Source data:
━━━━━━━━━━━━━━━━━━━━

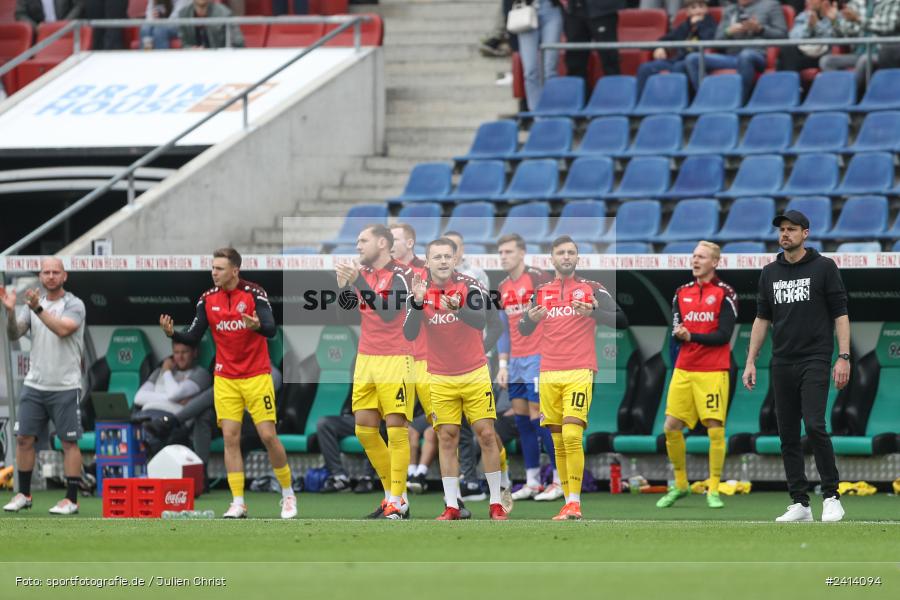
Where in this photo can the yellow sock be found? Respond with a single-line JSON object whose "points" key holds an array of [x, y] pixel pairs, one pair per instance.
{"points": [[716, 456], [572, 435], [398, 442], [283, 475], [677, 454], [376, 450], [236, 484], [560, 451]]}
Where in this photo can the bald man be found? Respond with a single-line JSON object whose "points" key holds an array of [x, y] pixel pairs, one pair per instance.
{"points": [[52, 387]]}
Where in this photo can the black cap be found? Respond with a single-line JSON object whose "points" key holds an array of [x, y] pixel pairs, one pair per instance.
{"points": [[794, 216]]}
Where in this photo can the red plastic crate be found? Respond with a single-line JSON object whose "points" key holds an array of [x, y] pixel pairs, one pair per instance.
{"points": [[117, 498], [150, 497]]}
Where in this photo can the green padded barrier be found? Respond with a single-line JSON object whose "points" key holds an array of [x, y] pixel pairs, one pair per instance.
{"points": [[128, 349]]}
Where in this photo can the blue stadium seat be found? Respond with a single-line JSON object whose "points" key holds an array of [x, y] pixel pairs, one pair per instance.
{"points": [[561, 96], [589, 177], [699, 176], [547, 138], [663, 93], [692, 220], [744, 248], [757, 175], [881, 94], [427, 181], [717, 93], [748, 219], [474, 220], [533, 180], [644, 177], [606, 136], [817, 209], [636, 221], [879, 132], [582, 220], [494, 139], [613, 95], [822, 132], [658, 135], [531, 221], [831, 90], [766, 134], [868, 173], [813, 174], [358, 217], [862, 218], [713, 133], [480, 180], [777, 91], [424, 217]]}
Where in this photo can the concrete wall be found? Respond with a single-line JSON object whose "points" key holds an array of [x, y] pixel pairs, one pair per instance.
{"points": [[254, 176]]}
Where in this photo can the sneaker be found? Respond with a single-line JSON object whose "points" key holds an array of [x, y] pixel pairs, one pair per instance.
{"points": [[336, 483], [449, 514], [235, 511], [18, 502], [570, 512], [65, 507], [674, 495], [551, 492], [288, 507], [832, 511], [498, 513], [796, 513], [527, 492]]}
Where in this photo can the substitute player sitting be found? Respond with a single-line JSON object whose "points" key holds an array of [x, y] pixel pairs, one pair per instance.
{"points": [[451, 309], [704, 312], [569, 307]]}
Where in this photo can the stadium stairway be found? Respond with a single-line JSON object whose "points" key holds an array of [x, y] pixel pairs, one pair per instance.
{"points": [[439, 90]]}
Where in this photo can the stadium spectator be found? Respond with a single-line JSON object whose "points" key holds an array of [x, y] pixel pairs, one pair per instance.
{"points": [[35, 12], [103, 38], [817, 21], [56, 319], [855, 20], [802, 298], [537, 66], [699, 25], [744, 20], [175, 383], [592, 20], [207, 36]]}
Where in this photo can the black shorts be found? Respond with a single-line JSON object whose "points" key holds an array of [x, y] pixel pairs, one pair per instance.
{"points": [[37, 407]]}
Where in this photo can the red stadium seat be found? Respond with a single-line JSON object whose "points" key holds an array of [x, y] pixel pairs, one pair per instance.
{"points": [[637, 26]]}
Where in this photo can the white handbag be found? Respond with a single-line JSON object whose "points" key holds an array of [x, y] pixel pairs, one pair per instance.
{"points": [[522, 18]]}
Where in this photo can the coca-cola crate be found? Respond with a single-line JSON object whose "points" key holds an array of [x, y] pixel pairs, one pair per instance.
{"points": [[150, 497], [117, 498]]}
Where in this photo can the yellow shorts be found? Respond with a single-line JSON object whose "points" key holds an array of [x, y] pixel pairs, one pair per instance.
{"points": [[422, 379], [470, 393], [382, 383], [697, 395], [233, 396], [565, 394]]}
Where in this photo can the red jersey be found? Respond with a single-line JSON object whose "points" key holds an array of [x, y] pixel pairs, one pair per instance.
{"points": [[382, 330], [241, 353], [454, 346], [568, 341], [708, 311], [515, 297]]}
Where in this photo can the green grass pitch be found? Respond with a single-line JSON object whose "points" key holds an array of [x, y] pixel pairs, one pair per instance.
{"points": [[625, 547]]}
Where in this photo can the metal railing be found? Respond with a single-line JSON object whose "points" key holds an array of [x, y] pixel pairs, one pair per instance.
{"points": [[343, 22]]}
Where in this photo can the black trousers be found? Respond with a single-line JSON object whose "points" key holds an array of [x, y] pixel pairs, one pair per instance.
{"points": [[801, 392], [597, 29]]}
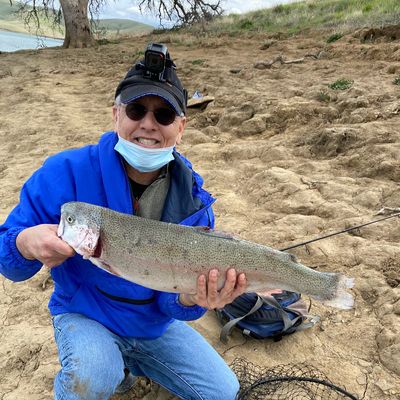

━━━━━━━━━━━━━━━━━━━━

* Description of the task
Begin at the line that has "Where in this photo can the yellow shorts" and continue through the end of the items, rewriting every line, requests included, with -47 added to each x and y coordinate in the answers. Leave the pictures out.

* Exercise output
Where in this photo can the yellow shorts be found? Respond with a single-line JSON object whose "points" key holds an array of [x, y] pixel pairs, one pair per instance.
{"points": [[375, 332], [423, 346], [335, 336], [650, 348], [186, 349], [518, 347]]}
Where in this photo can the red jersey be found? Respond with a single-line JSON object whose "points" key holds an array of [x, y] pixel pairs, one pair per instance.
{"points": [[335, 283], [194, 306], [407, 299], [521, 294], [661, 264], [468, 250]]}
Where in this photo can the green grass pitch be found? Respond with a single-line JSON object whose "points" key holds an array of [x, y] pixel pairs, one pair per instance.
{"points": [[578, 500]]}
Where in this photo can the metal railing be found? Respond with a single-line JSON object whose "points" key holds an array of [x, y] pixel pairs, one pair per instance.
{"points": [[296, -25]]}
Where in this photo can the black trousers be found? Respond with a single-line JSON object whose "points" key holds an array of [x, y] pixel pairs, one pair per instance.
{"points": [[754, 345], [550, -18]]}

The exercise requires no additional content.